Requirement
Reproduce every line of the material from its start through the line containing "x=1199 y=324", requests included, shifting each answer coordinate by adding 109 to it. Leave the sample coordinates within the requests unchanged.

═══ Information provided ═══

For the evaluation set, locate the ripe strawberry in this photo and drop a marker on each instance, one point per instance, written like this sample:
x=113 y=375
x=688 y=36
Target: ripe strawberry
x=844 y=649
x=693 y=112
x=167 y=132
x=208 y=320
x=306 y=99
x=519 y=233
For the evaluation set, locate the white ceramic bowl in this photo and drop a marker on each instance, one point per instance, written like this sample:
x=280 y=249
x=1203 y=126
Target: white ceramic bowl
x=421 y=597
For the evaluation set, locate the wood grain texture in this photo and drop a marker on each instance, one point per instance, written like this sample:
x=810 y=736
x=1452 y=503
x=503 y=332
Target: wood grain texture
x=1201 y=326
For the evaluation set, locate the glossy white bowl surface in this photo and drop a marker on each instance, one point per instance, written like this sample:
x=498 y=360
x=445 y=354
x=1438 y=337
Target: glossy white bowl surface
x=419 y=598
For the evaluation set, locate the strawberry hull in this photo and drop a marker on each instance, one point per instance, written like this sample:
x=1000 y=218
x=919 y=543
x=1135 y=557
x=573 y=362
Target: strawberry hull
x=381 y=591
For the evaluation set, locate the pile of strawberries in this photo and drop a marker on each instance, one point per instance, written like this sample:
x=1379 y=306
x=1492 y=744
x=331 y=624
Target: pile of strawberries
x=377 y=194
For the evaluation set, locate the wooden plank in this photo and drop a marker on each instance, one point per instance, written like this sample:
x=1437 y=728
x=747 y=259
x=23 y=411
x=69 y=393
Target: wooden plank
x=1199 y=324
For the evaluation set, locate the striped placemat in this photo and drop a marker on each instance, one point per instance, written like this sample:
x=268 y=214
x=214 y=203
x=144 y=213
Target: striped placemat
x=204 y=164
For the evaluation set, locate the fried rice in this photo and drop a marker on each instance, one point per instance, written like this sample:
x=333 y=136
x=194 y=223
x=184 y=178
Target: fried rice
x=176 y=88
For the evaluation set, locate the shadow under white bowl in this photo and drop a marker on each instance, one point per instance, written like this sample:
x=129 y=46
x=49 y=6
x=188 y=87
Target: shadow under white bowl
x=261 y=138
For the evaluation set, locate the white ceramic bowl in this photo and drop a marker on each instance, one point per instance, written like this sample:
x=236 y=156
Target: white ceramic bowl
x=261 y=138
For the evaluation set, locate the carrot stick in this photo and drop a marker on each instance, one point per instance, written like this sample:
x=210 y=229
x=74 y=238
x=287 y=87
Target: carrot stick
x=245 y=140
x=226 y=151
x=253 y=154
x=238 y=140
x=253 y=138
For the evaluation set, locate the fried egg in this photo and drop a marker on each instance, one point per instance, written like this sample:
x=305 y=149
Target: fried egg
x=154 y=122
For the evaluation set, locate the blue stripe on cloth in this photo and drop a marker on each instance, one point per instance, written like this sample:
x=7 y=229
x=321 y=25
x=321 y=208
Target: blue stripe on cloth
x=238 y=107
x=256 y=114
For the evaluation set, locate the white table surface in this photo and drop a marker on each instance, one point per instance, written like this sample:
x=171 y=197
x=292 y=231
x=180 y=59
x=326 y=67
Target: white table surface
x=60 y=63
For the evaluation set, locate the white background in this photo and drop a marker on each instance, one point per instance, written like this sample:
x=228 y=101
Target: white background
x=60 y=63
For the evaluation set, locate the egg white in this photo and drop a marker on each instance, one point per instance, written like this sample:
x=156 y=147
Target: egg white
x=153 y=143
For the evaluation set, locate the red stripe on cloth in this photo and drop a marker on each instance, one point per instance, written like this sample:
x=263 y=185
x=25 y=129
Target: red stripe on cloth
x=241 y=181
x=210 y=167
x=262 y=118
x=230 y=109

═══

Output for this exercise
For the evaluation set, locate the ripe strawberry in this photo and drop a marker on each instance, one point per instance, written like this sample:
x=113 y=375
x=688 y=36
Target: ripe strawberry
x=953 y=758
x=802 y=221
x=276 y=241
x=317 y=429
x=415 y=208
x=628 y=342
For the evaluation set, locate the white ceramic bowl in this photo and drop a marker on each instance, one point per instance, written like this sample:
x=280 y=249
x=1203 y=126
Target: white ceramic bowl
x=530 y=706
For the evaluation set, locate the wood grain texture in this photo and drop a marker on each instance, one point per instance, written like this sample:
x=810 y=736
x=1452 y=503
x=503 y=332
Target: wood grain texture
x=1310 y=435
For the evaluation set, locate the glossy white bowl surface in this photo and drop a marker on each instance, one point per instance, written like this sample:
x=498 y=360
x=445 y=354
x=1438 y=337
Target: glossy white bowl surface
x=528 y=707
For the evaluation set, locate the strawberry hull in this photo and drop a marker on each instance, one point per instance, written like this sample:
x=1000 y=218
x=919 y=543
x=1135 y=557
x=573 y=362
Target: strawberry hull
x=490 y=700
For the evaluation set, locate the pile of strawberries in this photo and drop a marker on each instance, one point per instance, written like this sample:
x=1379 y=306
x=1492 y=744
x=331 y=624
Target: pile of strawberries
x=486 y=303
For the evaluation set, locate the wooden plank in this photo and drop a marker on each instance, one point per instance, written like this sample:
x=1437 y=728
x=747 y=259
x=23 y=411
x=69 y=393
Target: wooden plank
x=1308 y=433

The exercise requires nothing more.